▸ **DESCRIPTION OF THE TASK**:
Reproduce the entries verbatim; no pictures.

▸ **STORED DATA**:

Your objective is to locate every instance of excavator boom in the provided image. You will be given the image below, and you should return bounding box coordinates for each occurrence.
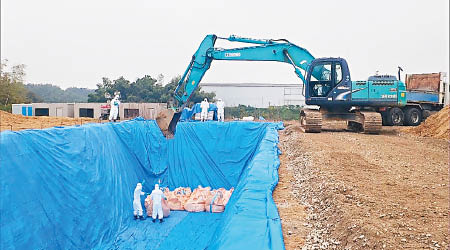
[156,34,316,137]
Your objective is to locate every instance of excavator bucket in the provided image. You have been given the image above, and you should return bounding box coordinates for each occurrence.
[156,109,182,138]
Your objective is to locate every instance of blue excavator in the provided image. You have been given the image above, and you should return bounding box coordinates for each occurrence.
[156,34,407,137]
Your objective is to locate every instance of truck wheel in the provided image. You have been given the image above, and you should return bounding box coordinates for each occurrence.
[387,107,404,126]
[404,107,422,126]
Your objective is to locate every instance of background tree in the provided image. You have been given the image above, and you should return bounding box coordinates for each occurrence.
[162,75,216,105]
[0,60,29,111]
[87,74,216,106]
[25,84,93,103]
[26,91,43,103]
[87,77,114,102]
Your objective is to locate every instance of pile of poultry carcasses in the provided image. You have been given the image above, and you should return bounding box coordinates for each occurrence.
[145,186,234,217]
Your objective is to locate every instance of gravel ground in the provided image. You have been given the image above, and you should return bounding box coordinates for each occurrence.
[273,122,448,249]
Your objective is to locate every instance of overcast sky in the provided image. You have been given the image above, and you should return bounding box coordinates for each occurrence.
[1,0,449,89]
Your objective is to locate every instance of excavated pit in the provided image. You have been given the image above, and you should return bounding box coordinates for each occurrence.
[1,119,284,249]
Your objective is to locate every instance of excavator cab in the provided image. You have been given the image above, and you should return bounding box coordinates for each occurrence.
[304,58,352,105]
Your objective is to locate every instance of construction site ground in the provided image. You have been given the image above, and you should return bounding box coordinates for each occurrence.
[274,121,448,249]
[1,111,448,249]
[0,110,100,131]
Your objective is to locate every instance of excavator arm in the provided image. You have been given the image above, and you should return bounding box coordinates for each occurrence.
[157,34,317,137]
[174,34,316,105]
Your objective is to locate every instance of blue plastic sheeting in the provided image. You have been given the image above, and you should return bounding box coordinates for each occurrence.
[113,211,223,250]
[157,212,223,250]
[180,103,218,121]
[1,119,284,249]
[113,211,190,249]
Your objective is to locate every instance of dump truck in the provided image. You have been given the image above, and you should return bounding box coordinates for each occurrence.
[380,72,448,126]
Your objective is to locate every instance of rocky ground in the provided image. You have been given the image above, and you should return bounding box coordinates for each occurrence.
[273,122,448,249]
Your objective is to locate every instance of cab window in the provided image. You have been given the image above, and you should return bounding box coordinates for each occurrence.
[310,63,332,81]
[335,63,342,85]
[310,63,332,97]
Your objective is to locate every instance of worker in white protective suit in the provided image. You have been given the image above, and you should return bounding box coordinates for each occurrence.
[216,98,225,122]
[200,98,209,122]
[150,184,166,223]
[133,183,146,220]
[109,95,120,122]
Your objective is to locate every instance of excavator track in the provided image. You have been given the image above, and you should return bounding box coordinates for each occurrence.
[360,111,382,134]
[300,109,322,133]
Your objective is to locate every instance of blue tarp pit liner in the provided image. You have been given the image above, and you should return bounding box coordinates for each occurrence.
[1,119,284,249]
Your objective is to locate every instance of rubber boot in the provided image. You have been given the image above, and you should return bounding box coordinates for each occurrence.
[134,215,138,220]
[159,219,164,223]
[152,219,156,223]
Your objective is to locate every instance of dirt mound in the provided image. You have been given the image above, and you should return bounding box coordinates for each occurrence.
[403,106,449,139]
[0,110,98,131]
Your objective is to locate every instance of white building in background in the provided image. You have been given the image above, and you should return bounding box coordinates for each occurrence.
[201,83,305,108]
[12,103,166,120]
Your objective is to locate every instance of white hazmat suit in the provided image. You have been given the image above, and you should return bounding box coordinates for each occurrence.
[200,98,209,121]
[109,95,120,121]
[133,183,145,218]
[216,99,225,122]
[150,184,166,221]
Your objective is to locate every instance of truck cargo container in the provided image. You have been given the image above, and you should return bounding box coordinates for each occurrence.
[379,72,448,126]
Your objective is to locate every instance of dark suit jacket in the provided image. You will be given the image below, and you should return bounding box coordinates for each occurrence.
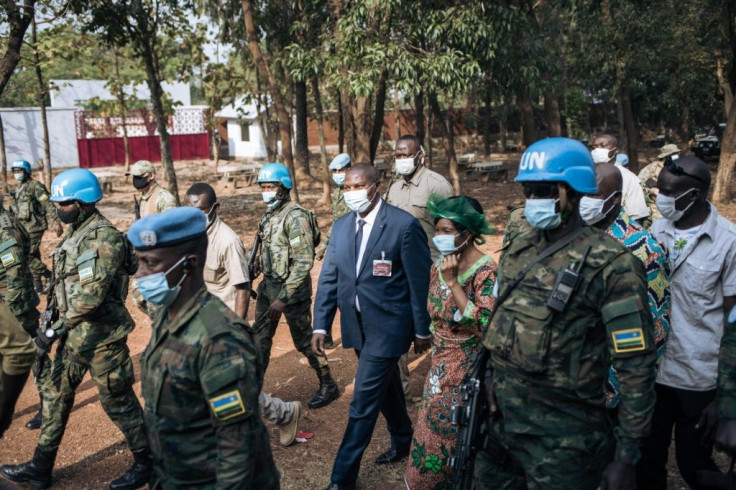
[313,200,431,358]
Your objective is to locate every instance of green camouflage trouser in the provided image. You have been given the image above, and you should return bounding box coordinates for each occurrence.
[0,302,35,376]
[473,417,612,490]
[252,277,329,378]
[28,231,49,281]
[38,338,148,452]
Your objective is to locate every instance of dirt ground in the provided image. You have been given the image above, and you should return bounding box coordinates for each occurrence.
[1,149,734,489]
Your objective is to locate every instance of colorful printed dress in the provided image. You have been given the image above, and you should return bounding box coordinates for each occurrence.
[405,255,497,490]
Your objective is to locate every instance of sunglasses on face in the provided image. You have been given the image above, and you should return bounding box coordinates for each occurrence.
[664,157,707,184]
[521,183,560,199]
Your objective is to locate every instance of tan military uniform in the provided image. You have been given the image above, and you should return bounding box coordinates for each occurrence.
[139,183,177,218]
[386,165,453,261]
[204,217,249,312]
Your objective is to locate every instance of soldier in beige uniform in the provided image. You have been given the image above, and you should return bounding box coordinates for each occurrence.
[185,183,302,446]
[638,144,681,225]
[128,160,177,319]
[386,134,452,397]
[128,160,178,219]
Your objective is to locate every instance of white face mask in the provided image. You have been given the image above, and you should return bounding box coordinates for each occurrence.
[656,188,696,222]
[344,183,376,213]
[395,157,417,175]
[13,173,24,181]
[579,192,619,225]
[262,191,277,203]
[591,147,613,164]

▸ **SOLUTION BELOW**:
Your objective is to locate every instance of excavator boom in the provided image. You will be given the image below, and you should return bounding box coordinates for each occurrence.
[156,34,316,137]
Your objective is to locate every instance of excavator bucket in the provided image. You have been given the image above, and you should return bounding box coordinates for each occurrence.
[156,109,182,138]
Your objective is to locate every instance of blue excavator in the provided image. You have been given the image above, and you should return bounding box coordinates for each occurrence.
[156,34,407,137]
Your objective is to locate every instance of truck wheel in the provided image. You have been given the image above, and you should return bounding box coordinates for each occurrence.
[387,107,404,126]
[404,107,422,126]
Your objective is to locate every instance of background tree in the provided image. You have been given the image above, and you should return bounding box coordinates for each occurrence.
[162,75,216,105]
[0,60,29,111]
[87,74,216,106]
[25,84,93,103]
[26,91,43,103]
[87,77,114,102]
Your objective is to locate every instance of pile of poultry carcasses in the provided image. You have been given the image above, and you should return bounding box coordinates for each occurrence.
[145,186,234,217]
Your objective is to locate every instance of gravel ground in the provided image. You have been given the image above, and you should return bounding box coordinates for each occurrence.
[273,122,448,249]
Your objective is to locate every instance of overcast sky in the provided image. You have been given the image above, and you should return bounding box coordinates for each occurrence.
[1,0,449,89]
Your objective is to locate every instance of excavated pit in the provided image. You have been given the image above, and you should return bounding box coordinates for each occurrence.
[1,119,284,249]
Your objective is to locate every instance of excavator cab in the provided image. You have been given the image above, and you should return bounding box coordinates for each occurrence.
[304,58,352,105]
Your objective is to locate every instance of construction site ground in the provided image. You have been given the image above, and you should return bounding box coordinates for each occurrence.
[274,121,448,249]
[1,111,448,249]
[0,110,100,131]
Your objective is to locate every instance of excavator arm in the provided image. You have been given the image above, and you should return bounding box coordinates for each occurrence.
[157,34,317,137]
[174,34,316,105]
Your objective is to locate every instance of blue plastic sheeting in the provided image. You have been given the image above, and you should return bounding box coordinates for each occurrence.
[113,211,223,250]
[157,212,223,250]
[180,103,218,121]
[1,119,284,249]
[113,211,190,249]
Your objective is to locate every instance of dump truck in the provided image. You have been given the image above, and you should return bounding box coordinates for each occurrence.
[380,72,448,126]
Your objective is to locate every instance of rocky ground in the provided image. You have been given the image above, and you should return bounding box coordinates for each occurrence.
[273,122,448,249]
Your objective is to locate every instance of cab window in the provided image. You have been given the image above, and you should return bounding box coordinates for each occurrence.
[310,63,332,81]
[335,63,342,85]
[310,63,332,97]
Your objective is to locate every instance of worker in white protective suit in the provided image. You have been given the image above, and you should return bounding box coordinates for each occurrence.
[216,98,225,122]
[200,98,209,122]
[150,184,166,223]
[133,183,146,220]
[109,95,120,122]
Your objective is to locate every instance of excavator track in the provided image. You have been given the image above, and you should return bounding box coordinates for each occurrence.
[360,111,382,134]
[300,109,322,133]
Your objective is to locate every instance of blue tarp pit liner in the provided image. You have been given the image above, and you should return bounding box coordinates for each occurrence.
[1,119,284,249]
Your objective is to locate every instance of rubber boot in the provided image. You have been given the image above, and you should return bounding box coordinates for each occurrence.
[134,215,138,220]
[159,219,164,223]
[152,219,156,223]
Your objective is to locate every instance of dirt mound in the provided image. You have been given the image above, and you should return bounding box coordinates for each occurrence.
[403,106,449,139]
[0,110,98,131]
Your objective is to locate every instance of white building in background in the provided image. You have been given the image above, and you should return bounding box coordinates for each occurrence.
[201,83,305,108]
[12,103,166,120]
Your objective is to locate every instance of white hazmat suit in the provided image. You have been given the image above, and you should return bounding box coordinates for each occurrence.
[200,98,209,121]
[109,95,120,121]
[133,183,145,218]
[216,99,225,122]
[150,184,166,221]
Your objective is to locate every instance of truck cargo container in the provided image. You have been given the image above, and you should return bounding box coordinates for each occurrence.
[379,72,448,126]
Your objective is to locate every instance of dark suit jacket in the provided image. You will be given the image below, and you should return bounding box coordinates for each occurrence.
[313,200,431,358]
Your objective is to locate every instance of green camouflage trouser in the provided image. You have been given the image above, and you should return bounding box coordinates for each occurrence.
[0,302,35,376]
[473,417,612,490]
[252,277,329,378]
[28,231,49,281]
[38,338,148,452]
Your objective is to locate every instance of dirt ground in the provided image. You have been given the image above, and you should return bounding box coordinates for each occurrence.
[1,149,734,489]
Your objective is to locate every instance of colorful printed dress in the provided image. You have been given the image above, and you should return bounding box coordinates for each occurrence.
[405,255,497,490]
Your objective is to locate every instance of sunglasses on face in the provided image. You have been given the image above, and you should return bounding box coordinates for each occurrence.
[664,157,707,184]
[521,183,560,199]
Your objective is to locate every instance of tan military uniform in the provided image. You have been given the image above, and you should return bounding box coordinates for each occurrence.
[139,183,177,218]
[386,165,453,261]
[204,217,249,312]
Your objective is to locate every instance of soldier in beige uniform in the provided image. You have been given the image above, and you should return bounding box coordinates for each occurrence.
[185,183,302,446]
[638,144,681,225]
[128,160,177,319]
[386,134,452,397]
[128,160,178,219]
Your objective is to locate every instance of white face mask in the provided image. You have been given the image above, and you should return bounding box coordinates for each occurrence.
[656,188,696,222]
[344,183,376,213]
[395,157,417,175]
[13,173,24,181]
[579,192,619,225]
[262,191,277,203]
[591,147,613,164]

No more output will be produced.